Dataset entries
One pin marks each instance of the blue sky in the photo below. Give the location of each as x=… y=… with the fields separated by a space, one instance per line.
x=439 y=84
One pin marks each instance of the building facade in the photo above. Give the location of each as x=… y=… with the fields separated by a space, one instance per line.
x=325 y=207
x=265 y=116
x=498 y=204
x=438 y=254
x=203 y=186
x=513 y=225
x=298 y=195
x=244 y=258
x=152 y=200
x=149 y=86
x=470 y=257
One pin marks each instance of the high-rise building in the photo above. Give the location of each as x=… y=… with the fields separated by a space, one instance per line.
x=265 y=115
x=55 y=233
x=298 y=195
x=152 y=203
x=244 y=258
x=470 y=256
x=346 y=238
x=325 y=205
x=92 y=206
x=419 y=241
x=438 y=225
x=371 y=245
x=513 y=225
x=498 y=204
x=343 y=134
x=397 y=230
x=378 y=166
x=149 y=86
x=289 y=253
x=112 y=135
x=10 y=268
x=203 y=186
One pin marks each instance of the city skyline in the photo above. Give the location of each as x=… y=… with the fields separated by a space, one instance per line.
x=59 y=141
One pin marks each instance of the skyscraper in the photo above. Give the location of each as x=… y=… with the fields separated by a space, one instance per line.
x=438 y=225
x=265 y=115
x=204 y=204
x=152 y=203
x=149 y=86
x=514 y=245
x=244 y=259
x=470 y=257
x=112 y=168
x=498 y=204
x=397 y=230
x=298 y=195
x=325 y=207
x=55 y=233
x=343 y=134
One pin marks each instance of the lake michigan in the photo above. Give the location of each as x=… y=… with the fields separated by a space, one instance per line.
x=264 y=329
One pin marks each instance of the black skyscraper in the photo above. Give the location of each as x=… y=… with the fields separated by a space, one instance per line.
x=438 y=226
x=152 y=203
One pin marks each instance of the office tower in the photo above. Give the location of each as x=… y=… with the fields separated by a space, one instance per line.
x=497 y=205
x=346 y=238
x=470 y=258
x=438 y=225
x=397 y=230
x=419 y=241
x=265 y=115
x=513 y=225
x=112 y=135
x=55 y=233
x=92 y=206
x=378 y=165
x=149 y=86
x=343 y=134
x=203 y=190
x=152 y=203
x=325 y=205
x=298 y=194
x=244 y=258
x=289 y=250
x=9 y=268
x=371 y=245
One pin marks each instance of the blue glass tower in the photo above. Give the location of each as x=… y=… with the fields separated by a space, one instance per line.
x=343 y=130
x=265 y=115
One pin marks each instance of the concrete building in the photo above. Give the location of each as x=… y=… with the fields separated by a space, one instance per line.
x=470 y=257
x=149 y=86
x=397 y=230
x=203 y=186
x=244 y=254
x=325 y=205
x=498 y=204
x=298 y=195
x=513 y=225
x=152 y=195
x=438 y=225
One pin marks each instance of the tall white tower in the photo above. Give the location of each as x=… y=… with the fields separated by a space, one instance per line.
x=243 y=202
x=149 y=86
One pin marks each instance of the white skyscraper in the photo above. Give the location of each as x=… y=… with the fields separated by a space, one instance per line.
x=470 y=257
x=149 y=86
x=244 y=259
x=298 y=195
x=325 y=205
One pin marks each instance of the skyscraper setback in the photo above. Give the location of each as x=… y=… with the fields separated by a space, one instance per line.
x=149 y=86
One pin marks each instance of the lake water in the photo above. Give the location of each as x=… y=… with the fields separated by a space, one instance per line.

Exercise brief
Reproduce all of the records above word for word, keeping every line in its original order.

Completed task
One pin marks each instance of the blue sky in the photo below. Give the location of each as x=… y=… with the fields separated by a space, one instance per line.
x=439 y=84
One pin marks each instance of the building facade in the photo above. Give the location of each as x=… y=… with the fields separated by a space, one instance per line.
x=325 y=207
x=265 y=116
x=498 y=204
x=438 y=254
x=203 y=186
x=513 y=225
x=298 y=195
x=244 y=258
x=152 y=200
x=149 y=86
x=470 y=257
One pin marks each instance of the high-rise building in the photo above. Give the location of each as x=… y=… with the fields separated by a space, one instance per line.
x=265 y=115
x=55 y=233
x=298 y=195
x=152 y=203
x=244 y=258
x=470 y=256
x=346 y=238
x=325 y=205
x=92 y=206
x=419 y=241
x=438 y=225
x=371 y=245
x=513 y=225
x=498 y=204
x=343 y=134
x=397 y=230
x=378 y=166
x=149 y=86
x=289 y=253
x=112 y=135
x=10 y=268
x=203 y=186
One pin marks each instance of the city skyline in the photo above. Give the location of each as x=… y=… with the fields separated by a space, one instance per line.
x=59 y=141
One pin marks each instance of the skyscraper in the photo above. Give the location of each as x=… y=… with the fields separated by a space, one instance per line.
x=438 y=225
x=265 y=115
x=204 y=204
x=152 y=203
x=149 y=86
x=514 y=245
x=244 y=259
x=470 y=257
x=112 y=168
x=498 y=204
x=397 y=230
x=298 y=195
x=325 y=207
x=55 y=233
x=343 y=134
One pin marks each instance of the lake michigan in the photo above. Give the location of each as x=… y=… with the fields separated by a space, one instance per line.
x=264 y=329
One pin marks each instance of the black skyscraper in the photo above. Give the location of each as x=… y=… with the fields separated by a space, one instance per line.
x=438 y=226
x=152 y=203
One pin marks each instance of the office tower in the photo above. Give the location of each as x=… y=… with the fields separated by a space, one instance per line.
x=497 y=205
x=346 y=238
x=470 y=258
x=438 y=225
x=397 y=230
x=419 y=241
x=265 y=115
x=513 y=225
x=112 y=135
x=55 y=233
x=92 y=206
x=378 y=165
x=149 y=86
x=343 y=134
x=203 y=190
x=152 y=203
x=325 y=205
x=298 y=194
x=244 y=258
x=289 y=250
x=9 y=268
x=371 y=245
One pin marks each instance of the blue glass tower in the photo above. Give the location of each as x=… y=… with the fields separated by a space, one instance per line.
x=343 y=130
x=265 y=115
One pin marks each instance of the concrete building in the photo above. Give the location of each as x=… y=… with the fields separated by a space, one instance per line.
x=470 y=257
x=149 y=86
x=397 y=230
x=203 y=186
x=244 y=254
x=325 y=205
x=498 y=204
x=298 y=195
x=513 y=225
x=152 y=195
x=438 y=225
One pin marks each instance of the tall white tower in the photo above. Give the location of each as x=… y=… with the fields separated by a space, one instance per line.
x=243 y=202
x=149 y=86
One pin marks each instance of the white skyscraper in the photo above. Give the location of each as x=… y=… with the fields separated by a space, one instance per line.
x=470 y=257
x=149 y=86
x=244 y=259
x=298 y=195
x=325 y=205
One pin marks each instance of the skyscraper setback in the photo above. Give the location of each as x=… y=… with the fields separated by a space, one instance per line.
x=149 y=86
One pin marks each instance of the lake water in the photo above. Give the location of each as x=… y=… with the fields separated by a space, one instance per line.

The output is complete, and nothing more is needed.